Skip to content

sQeeZ-scripting-language/lexer

Repository files navigation

sQeeZ Lexer

The sQeeZ Lexer is designed to break down the source code of the sQeeZ scripting language into tokens, which are the fundamental building blocks used by the parser and interpreter. This lexer adheres to the core principles of sQeeZ: compactness, readability by convention, and a focus on data structures.

Table of Contents

How to Use

Note:

For convenience, each category (Dependencies, Build, Node-Build, Testing, Code Formatting) has a corresponding script:

  • dependencies.sh
  • build.sh
  • node.sh
  • test.sh
  • checkstyle.sh

These scripts can be run directly from the root directory of the project to automate the respective tasks.

Install Dependencies

1. Install Node Dependecies

npm install

Build & Run

To compile the project, follow these steps:

1. Create and Navigate to Build Directory

mkdir build
cd build

2. Configure the Project with CMake

cmake ..

3. Build the Project

cmake --build .

4. Run the generated Executable

cd build
./sQeeZ-Lexer-Exe $FILE_PATH.sqz [--flag]

Node Module

To compile the Lexer API as a Node Module, do the following:

1. Compile the Node Module

cmake-js compile --CDNODE=true

2. Import the Node Module into a JS-File

const addon = require('./build/Release/sQeeZ-Lexer-Node');
const lexer = new addon.LexerNode(require);

An example of how to use this library can be found in the index.js file.

Testing

To run the tests, do the following:

1. Navigate to the Build Directory

cd build

2. Execute the Tests

./lexer_test

or

ctest --output-on-failure

Code Formatting

To format your code, execute the following script, which will apply the clang-format to all .cpp and .hpp files in the project directory:

1. Apply clang-format

function format_file {
  local file=$1
  clang-format -i "$file"
}

for file in $(find . -name '*.cpp' -o -name '*.hpp'); do
  format_file "$file"
┄┄┄┄┄┄
### What you need to do
• A. Reproduce verbatim the passage of the sQeeZ Lexer README that begins at the words "Skip to content" and ends after the words "on data structures.".
• B. Continue the sQeeZ Lexer README from the point at which it stops.
The records after this point are separate material, unrelated to the sQeeZ Lexer README.

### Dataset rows
┄┄┄┄┄┄
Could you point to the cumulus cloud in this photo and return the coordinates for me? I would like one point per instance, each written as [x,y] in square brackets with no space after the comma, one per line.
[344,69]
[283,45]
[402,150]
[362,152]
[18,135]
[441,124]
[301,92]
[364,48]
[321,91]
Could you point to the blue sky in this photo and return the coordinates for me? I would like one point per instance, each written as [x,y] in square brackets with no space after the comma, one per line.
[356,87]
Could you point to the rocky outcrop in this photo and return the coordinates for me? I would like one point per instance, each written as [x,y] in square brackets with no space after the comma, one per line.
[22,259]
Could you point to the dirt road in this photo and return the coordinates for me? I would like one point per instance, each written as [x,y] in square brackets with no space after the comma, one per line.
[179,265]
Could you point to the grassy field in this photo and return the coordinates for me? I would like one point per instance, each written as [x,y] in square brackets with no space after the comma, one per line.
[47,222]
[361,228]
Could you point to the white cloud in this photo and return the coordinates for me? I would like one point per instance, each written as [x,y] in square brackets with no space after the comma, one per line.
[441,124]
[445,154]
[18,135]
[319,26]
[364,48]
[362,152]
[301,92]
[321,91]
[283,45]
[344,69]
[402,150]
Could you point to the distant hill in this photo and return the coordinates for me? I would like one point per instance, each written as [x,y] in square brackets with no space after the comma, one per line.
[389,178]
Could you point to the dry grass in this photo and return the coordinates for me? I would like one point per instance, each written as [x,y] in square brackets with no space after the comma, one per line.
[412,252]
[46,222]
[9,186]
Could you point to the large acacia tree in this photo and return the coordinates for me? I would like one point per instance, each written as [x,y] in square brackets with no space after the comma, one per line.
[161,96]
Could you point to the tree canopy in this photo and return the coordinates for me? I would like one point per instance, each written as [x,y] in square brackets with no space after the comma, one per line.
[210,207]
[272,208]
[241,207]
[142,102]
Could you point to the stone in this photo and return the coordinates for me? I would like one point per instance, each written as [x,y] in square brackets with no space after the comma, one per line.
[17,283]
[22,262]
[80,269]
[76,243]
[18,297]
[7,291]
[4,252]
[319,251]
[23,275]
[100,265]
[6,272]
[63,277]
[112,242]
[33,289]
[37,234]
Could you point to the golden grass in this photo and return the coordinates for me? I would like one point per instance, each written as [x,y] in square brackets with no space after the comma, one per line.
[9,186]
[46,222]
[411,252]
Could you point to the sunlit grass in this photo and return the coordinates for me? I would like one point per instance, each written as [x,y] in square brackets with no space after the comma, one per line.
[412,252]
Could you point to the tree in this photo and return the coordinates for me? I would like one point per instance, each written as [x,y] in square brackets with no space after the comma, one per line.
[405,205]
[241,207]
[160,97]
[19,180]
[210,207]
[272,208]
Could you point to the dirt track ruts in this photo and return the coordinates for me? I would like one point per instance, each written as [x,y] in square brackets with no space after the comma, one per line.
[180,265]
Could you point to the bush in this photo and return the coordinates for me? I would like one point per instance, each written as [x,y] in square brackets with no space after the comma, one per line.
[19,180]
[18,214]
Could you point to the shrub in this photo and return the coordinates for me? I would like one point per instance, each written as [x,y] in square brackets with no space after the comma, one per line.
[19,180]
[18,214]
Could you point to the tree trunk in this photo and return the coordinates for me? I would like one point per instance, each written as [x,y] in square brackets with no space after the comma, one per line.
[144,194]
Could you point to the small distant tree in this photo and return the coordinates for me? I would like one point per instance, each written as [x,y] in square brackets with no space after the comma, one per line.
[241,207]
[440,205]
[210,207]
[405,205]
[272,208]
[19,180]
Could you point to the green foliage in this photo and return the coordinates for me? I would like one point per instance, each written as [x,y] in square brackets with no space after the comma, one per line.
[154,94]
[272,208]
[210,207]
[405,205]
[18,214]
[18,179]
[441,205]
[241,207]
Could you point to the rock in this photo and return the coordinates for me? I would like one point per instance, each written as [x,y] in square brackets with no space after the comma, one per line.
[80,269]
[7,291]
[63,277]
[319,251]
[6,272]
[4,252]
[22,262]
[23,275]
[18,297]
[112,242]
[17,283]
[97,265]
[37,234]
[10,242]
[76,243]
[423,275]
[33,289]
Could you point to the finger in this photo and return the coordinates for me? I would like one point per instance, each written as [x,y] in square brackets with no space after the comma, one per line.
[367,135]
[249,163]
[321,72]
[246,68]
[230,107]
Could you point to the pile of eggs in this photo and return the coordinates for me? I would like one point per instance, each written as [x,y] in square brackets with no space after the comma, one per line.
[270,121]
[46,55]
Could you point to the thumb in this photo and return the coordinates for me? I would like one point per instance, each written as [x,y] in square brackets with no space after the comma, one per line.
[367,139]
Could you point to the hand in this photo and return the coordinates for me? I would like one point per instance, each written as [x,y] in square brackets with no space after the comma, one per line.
┄┄┄┄┄┄
### Replies
• A.
Skip to content

sQeeZ-scripting-language/lexer

Repository files navigation

sQeeZ Lexer

The sQeeZ Lexer is designed to break down the source code of the sQeeZ scripting language into tokens, which are the fundamental building blocks used by the parser and interpreter. This lexer adheres to the core principles of sQeeZ: compactness, readability by convention, and a focus on data structures.

• B.
done

Tokens

The lexer identifies several token types that reflect the compact nature of the sQeeZ language. Each token is categorized based on its role in the language, and is structured using the Token class. This class provides a flexible and efficient way to represent various tokens using an enum and a union for different token types.

Token Structure

struct Token {
  enum class TypeTag { BASIC, DATA, KEYWORD, LOG, LOGICAL, OPERATOR, SHORT_NOTATION, SYNTAX } tag;

  union TokenType {
    BasicToken basicToken;
    DataToken dataToken;
    KeywordToken keywordToken;
    LogToken logToken;
    LogicalToken logicalToken;
    OperatorToken operatorToken;
    ShortNotationToken shortNotationToken;
    SyntaxToken syntaxToken;

    TokenType() {}
    TokenType(BasicToken t) : basicToken(t) {}
    TokenType(DataToken t) : dataToken(t) {}
    TokenType(KeywordToken t) : keywordToken(t) {}
    TokenType(LogToken t) : logToken(t) {}
    TokenType(LogicalToken t) : logicalToken(t) {}
    TokenType(OperatorToken t) : operatorToken(t) {}
    TokenType(ShortNotationToken t) : shortNotationToken(t) {}
    TokenType(SyntaxToken t) : syntaxToken(t) {}
  } type;

  size_t size;
  size_t pos;
  std::string value;
  std::string plainText;
  std::string desc;

  Token(BasicToken token, size_t size = 0, size_t pos = 0, std::string value = "", std::string plainText = "",
        std::string desc = "")
      : tag(TypeTag::BASIC),
        type(token),
        size(size),
        pos(pos),
        value(std::move(value)),
        plainText(std::move(plainText)),
        desc(std::move(desc)) {}
  Token(DataToken token, size_t size = 0, size_t pos = 0, std::string value = "", std::string plainText = "",
        std::string desc = "")
      : tag(TypeTag::DATA),
        type(token),
        size(size),
        pos(pos),
        value(std::move(value)),
        plainText(std::move(plainText)),
        desc(std::move(desc)) {}
  Token(KeywordToken token, size_t size = 0, size_t pos = 0, std::string value = "", std::string plainText = "",
        std::string desc = "")
      : tag(TypeTag::KEYWORD),
        type(token),
        size(size),
        pos(pos),
        value(std::move(value)),
        plainText(std::move(plainText)),
        desc(std::move(desc)) {}
  Token(LogToken token, size_t size = 0, size_t pos = 0, std::string value = "", std::string plainText = "",
        std::string desc = "")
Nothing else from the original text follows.